AIM – Write each record again exactly as it stands.

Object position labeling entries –
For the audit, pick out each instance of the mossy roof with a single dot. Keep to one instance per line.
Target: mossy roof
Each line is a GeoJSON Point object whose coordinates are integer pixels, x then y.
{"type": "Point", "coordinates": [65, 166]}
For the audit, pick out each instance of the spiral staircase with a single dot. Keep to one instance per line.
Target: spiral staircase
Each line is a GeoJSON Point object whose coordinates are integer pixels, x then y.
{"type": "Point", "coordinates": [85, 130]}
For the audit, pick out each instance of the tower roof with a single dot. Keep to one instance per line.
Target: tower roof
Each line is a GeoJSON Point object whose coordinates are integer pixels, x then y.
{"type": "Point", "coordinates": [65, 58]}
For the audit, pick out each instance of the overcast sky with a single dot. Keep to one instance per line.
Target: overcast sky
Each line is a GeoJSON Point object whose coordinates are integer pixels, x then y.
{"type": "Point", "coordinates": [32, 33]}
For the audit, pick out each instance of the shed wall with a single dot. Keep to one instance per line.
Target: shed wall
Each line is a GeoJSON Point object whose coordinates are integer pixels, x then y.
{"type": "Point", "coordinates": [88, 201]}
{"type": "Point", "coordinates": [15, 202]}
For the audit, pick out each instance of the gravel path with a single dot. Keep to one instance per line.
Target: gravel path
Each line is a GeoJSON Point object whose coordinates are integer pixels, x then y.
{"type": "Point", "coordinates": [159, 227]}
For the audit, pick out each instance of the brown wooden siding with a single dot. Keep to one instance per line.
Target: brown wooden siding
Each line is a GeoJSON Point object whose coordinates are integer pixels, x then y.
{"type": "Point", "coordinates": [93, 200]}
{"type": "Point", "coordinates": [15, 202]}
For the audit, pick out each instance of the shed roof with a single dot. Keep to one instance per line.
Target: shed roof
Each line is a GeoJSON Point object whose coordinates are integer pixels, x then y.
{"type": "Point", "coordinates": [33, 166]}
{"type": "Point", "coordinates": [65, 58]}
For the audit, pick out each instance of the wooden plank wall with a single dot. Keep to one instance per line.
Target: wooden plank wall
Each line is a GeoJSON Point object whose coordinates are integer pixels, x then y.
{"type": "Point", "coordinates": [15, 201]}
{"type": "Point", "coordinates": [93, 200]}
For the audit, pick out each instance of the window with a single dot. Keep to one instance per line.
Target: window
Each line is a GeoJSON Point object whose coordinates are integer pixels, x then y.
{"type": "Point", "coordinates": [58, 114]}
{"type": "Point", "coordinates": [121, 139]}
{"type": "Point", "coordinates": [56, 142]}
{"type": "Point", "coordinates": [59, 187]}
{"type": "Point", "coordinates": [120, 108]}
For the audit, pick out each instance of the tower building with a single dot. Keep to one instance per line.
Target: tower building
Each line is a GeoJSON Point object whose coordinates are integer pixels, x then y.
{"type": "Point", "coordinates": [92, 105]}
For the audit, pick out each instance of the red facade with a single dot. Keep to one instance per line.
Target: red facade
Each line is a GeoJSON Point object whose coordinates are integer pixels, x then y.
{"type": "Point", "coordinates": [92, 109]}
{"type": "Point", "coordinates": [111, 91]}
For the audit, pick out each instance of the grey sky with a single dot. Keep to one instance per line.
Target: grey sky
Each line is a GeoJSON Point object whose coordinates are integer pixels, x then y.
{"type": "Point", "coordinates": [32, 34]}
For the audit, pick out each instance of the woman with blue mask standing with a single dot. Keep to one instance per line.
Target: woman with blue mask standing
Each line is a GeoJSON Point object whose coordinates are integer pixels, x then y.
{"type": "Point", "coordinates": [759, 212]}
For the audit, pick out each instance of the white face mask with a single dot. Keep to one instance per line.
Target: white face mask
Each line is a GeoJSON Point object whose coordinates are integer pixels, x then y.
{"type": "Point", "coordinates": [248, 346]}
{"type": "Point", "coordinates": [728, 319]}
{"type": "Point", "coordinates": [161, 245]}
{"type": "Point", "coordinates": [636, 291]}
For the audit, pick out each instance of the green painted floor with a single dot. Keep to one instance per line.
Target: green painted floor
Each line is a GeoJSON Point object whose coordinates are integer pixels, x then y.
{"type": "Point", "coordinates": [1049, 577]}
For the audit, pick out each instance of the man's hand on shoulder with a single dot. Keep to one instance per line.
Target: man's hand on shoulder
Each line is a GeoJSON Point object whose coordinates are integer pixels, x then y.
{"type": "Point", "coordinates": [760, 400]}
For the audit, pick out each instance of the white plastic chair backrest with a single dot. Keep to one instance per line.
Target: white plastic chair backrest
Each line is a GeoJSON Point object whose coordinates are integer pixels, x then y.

TASK RESPONSE –
For the audit, pick out each instance of the mossy roof with a single dot. Keep to one instance per line.
Target: mossy roof
Each line is a GeoJSON Point object whose coordinates are integer pixels, x then y.
{"type": "Point", "coordinates": [65, 166]}
For the audit, pick out each instance of the spiral staircase with a single dot. Keep to one instance per line.
Target: spiral staircase
Each line is a GeoJSON Point object whose coordinates are integer pixels, x then y.
{"type": "Point", "coordinates": [85, 130]}
For the audit, pick out each instance of the tower roof with a single dot. Keep to one instance per line.
Target: tower roof
Each line is a GeoJSON Point object whose coordinates are integer pixels, x then y.
{"type": "Point", "coordinates": [65, 58]}
For the audit, pick out each instance of the overcast sky with a single dot. Keep to one instance per line.
Target: overcast sky
Each line is a GeoJSON Point object whose coordinates are integer pixels, x then y.
{"type": "Point", "coordinates": [32, 33]}
For the audit, pick out each instance of the shed wall with a single dot. Keep to one instance per line.
Target: shed wall
Each line is a GeoJSON Point object whose coordinates are integer pixels, x then y.
{"type": "Point", "coordinates": [88, 201]}
{"type": "Point", "coordinates": [15, 202]}
For the audit, pick out each instance of the gravel path with a single dot. Keep to one instance per line.
Target: gravel path
Each line is a GeoJSON Point object whose coordinates are integer pixels, x then y.
{"type": "Point", "coordinates": [159, 227]}
For the audit, pick out each instance of the brown wooden siding with a single dot. Keep to one instance per line.
Target: brown wooden siding
Each line is a GeoJSON Point object whose coordinates are integer pixels, x then y.
{"type": "Point", "coordinates": [93, 200]}
{"type": "Point", "coordinates": [15, 202]}
For the audit, pick out each instance of the shed roof with a single dot. Keep to one instance per line.
Target: shed roof
Each line is a GeoJSON Point object whose coordinates are integer pixels, x then y.
{"type": "Point", "coordinates": [33, 166]}
{"type": "Point", "coordinates": [65, 58]}
For the audit, pick out each instance of the wooden plank wall with a single dot. Keep to one instance per line.
Target: wooden plank wall
Each line is a GeoJSON Point object whose coordinates are integer pixels, x then y.
{"type": "Point", "coordinates": [15, 201]}
{"type": "Point", "coordinates": [93, 200]}
For the audit, pick out each instance of the window with a single dot. Keep to one instance per line.
Target: window
Each line is a GeoJSON Point object whose coordinates are integer pixels, x then y.
{"type": "Point", "coordinates": [58, 114]}
{"type": "Point", "coordinates": [121, 139]}
{"type": "Point", "coordinates": [56, 142]}
{"type": "Point", "coordinates": [59, 187]}
{"type": "Point", "coordinates": [120, 108]}
For the audit, pick out each instance of the tower building with a single dot. Keep to one instance per line.
Target: tower building
Each line is a GeoJSON Point object whose coordinates are integer pixels, x then y.
{"type": "Point", "coordinates": [92, 105]}
For the audit, pick out each instance of the red facade with a single dot. Keep to one instance per line.
Target: red facade
Each line is a GeoJSON Point object whose coordinates are integer pixels, x then y.
{"type": "Point", "coordinates": [92, 109]}
{"type": "Point", "coordinates": [111, 91]}
For the audit, pick out each instance of the grey sky with a single dot. Keep to one instance per line.
Target: grey sky
Each line is a GeoJSON Point object whose coordinates are integer pixels, x then y.
{"type": "Point", "coordinates": [32, 34]}
For the audit, pick out each instance of the woman with blue mask standing with a single dot. Keep to one instance per line.
Target: woman with blue mask standing
Each line is a GeoJSON Point object whose coordinates are integer pixels, x then y.
{"type": "Point", "coordinates": [759, 212]}
For the audit, pick out each instance of the white face mask with a single dot. Keep to one instance per line.
Target: white face mask
Each line is a GeoJSON Point object whose coordinates are integer pixels, x then y.
{"type": "Point", "coordinates": [248, 346]}
{"type": "Point", "coordinates": [728, 319]}
{"type": "Point", "coordinates": [161, 245]}
{"type": "Point", "coordinates": [636, 291]}
For the audit, pick out each instance of the green painted floor with a single dot. Keep to one instance per line.
Target: green painted floor
Each line is a GeoJSON Point object whose coordinates are integer pixels, x then y.
{"type": "Point", "coordinates": [1049, 577]}
For the audit, pick out each instance of the man's hand on shoulder with a single dot. Keep to one instance per line.
Target: man's hand on shoulder
Each line is a GeoJSON Point object whose coordinates are integer pixels, x then y.
{"type": "Point", "coordinates": [760, 400]}
For the audit, pick out each instance of the white plastic chair backrest with a single dot. Keep to one instance per line.
Target: white plastic chair backrest
Each line is a GeoJSON Point object whose coordinates are integer pixels, x then y.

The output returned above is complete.